Records supplied —
================

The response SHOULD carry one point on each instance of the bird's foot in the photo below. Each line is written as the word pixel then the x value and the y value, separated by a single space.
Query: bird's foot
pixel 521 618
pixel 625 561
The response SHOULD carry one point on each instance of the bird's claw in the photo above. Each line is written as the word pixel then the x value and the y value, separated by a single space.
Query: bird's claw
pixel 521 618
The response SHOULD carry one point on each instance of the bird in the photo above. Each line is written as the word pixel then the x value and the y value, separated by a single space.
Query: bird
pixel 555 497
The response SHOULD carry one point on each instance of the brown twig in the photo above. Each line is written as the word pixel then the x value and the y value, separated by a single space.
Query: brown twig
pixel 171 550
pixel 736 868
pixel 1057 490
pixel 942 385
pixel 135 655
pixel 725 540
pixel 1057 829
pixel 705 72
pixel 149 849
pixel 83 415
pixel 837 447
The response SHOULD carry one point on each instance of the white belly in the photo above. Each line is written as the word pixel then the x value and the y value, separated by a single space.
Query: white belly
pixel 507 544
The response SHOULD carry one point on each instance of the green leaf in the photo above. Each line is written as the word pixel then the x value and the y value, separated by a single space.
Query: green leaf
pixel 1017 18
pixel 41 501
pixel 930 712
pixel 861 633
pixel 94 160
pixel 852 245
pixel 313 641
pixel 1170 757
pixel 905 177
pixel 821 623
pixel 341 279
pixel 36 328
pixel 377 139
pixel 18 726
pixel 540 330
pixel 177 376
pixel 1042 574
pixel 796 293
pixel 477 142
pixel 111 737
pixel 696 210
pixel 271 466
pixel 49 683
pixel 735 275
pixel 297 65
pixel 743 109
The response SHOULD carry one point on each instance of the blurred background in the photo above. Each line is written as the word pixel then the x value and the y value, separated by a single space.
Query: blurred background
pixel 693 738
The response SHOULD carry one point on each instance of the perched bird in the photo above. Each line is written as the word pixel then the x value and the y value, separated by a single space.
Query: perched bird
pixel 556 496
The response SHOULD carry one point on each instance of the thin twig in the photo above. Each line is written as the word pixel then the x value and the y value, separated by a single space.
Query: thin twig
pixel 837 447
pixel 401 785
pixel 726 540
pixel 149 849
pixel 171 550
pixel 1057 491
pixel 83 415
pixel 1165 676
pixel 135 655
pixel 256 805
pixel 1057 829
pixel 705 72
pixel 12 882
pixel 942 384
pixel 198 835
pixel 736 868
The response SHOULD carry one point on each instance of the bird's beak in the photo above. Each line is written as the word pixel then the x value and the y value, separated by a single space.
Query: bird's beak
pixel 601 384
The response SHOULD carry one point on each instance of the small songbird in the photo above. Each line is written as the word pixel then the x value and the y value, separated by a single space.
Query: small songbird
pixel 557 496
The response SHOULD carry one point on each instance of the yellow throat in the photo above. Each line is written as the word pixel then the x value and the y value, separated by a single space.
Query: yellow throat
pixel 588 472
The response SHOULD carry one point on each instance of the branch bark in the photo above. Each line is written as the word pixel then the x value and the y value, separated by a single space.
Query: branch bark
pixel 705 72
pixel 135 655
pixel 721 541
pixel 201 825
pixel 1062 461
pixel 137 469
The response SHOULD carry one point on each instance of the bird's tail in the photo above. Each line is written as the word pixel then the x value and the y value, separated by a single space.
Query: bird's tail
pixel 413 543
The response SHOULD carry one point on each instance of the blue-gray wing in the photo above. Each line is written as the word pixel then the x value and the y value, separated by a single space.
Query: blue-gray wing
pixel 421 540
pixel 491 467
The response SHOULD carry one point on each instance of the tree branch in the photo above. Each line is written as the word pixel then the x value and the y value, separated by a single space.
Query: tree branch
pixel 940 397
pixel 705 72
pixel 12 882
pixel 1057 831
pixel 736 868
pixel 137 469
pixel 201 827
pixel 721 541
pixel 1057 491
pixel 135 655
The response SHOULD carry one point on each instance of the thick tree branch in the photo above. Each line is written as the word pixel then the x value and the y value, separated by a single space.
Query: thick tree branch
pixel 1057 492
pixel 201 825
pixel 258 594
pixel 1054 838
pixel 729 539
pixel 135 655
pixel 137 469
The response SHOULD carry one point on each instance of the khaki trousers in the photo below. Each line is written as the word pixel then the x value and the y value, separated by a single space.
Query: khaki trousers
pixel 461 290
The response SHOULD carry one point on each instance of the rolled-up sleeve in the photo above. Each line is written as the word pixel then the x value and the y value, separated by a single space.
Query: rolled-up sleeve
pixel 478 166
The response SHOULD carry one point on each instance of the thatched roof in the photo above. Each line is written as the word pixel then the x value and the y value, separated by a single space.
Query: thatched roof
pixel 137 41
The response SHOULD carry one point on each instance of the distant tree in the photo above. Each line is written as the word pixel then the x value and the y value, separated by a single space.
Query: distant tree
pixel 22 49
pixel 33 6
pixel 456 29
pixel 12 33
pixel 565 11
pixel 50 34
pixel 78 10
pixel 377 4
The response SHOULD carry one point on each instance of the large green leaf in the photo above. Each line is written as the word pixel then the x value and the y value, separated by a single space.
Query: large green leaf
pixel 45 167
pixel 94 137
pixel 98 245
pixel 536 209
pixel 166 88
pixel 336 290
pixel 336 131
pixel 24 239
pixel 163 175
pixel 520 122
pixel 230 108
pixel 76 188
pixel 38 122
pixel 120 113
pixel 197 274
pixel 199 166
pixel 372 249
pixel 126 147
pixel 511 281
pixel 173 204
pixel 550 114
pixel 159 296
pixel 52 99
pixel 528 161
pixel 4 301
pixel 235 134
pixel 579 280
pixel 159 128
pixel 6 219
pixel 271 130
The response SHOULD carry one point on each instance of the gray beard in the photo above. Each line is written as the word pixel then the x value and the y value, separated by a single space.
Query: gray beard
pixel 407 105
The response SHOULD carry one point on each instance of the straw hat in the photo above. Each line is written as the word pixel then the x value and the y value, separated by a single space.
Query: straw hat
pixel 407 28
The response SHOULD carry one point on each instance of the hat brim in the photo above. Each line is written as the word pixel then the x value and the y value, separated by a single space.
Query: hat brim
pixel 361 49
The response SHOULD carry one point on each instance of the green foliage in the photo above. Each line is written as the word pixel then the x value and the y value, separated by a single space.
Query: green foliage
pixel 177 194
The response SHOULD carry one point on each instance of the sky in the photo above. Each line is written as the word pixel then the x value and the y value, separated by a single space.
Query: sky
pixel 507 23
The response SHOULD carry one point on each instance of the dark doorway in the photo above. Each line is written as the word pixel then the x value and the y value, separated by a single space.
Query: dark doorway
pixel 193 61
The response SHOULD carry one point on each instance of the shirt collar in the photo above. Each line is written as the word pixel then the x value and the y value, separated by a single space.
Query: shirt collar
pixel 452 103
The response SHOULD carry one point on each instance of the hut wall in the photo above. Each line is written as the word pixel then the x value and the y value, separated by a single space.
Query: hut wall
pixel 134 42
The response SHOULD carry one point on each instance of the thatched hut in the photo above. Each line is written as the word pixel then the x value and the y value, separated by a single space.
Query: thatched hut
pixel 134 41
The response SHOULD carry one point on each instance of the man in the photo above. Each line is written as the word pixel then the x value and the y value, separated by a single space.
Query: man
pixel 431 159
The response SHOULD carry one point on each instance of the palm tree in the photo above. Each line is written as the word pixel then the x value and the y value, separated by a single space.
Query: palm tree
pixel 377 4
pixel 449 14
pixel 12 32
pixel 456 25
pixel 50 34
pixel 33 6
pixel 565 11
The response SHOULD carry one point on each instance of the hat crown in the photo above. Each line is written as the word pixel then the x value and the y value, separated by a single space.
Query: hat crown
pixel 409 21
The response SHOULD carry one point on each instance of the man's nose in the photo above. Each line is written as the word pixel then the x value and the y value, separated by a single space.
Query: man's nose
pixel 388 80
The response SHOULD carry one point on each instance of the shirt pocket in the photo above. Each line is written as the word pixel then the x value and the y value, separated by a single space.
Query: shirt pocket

================

What is asked — Write out the lines starting at the one containing "of the yellow" and ending at the one containing "pixel 413 543", swapping "branch bark" for "tree bark" and leaving everything else as it is.

Task output —
The response SHOULD carry one point on each instance of the yellow throat in the photo above. Each line is written as the word pixel then the x value and the y value, separated by a single space.
Query: yellow throat
pixel 588 472
The response SHOULD carry one point on each instance of the tree bark in the photo above. Each line is written as the word pixel then the x value and the y value, separated by a single space.
Query: tree bark
pixel 705 72
pixel 135 655
pixel 721 541
pixel 201 825
pixel 1062 461
pixel 137 469
The response SHOULD carry one point on each instance of the bird's tail in the photo above. Each line is written as the word pixel then the x value and the y value, separated by a single space.
Query: bird's tail
pixel 413 543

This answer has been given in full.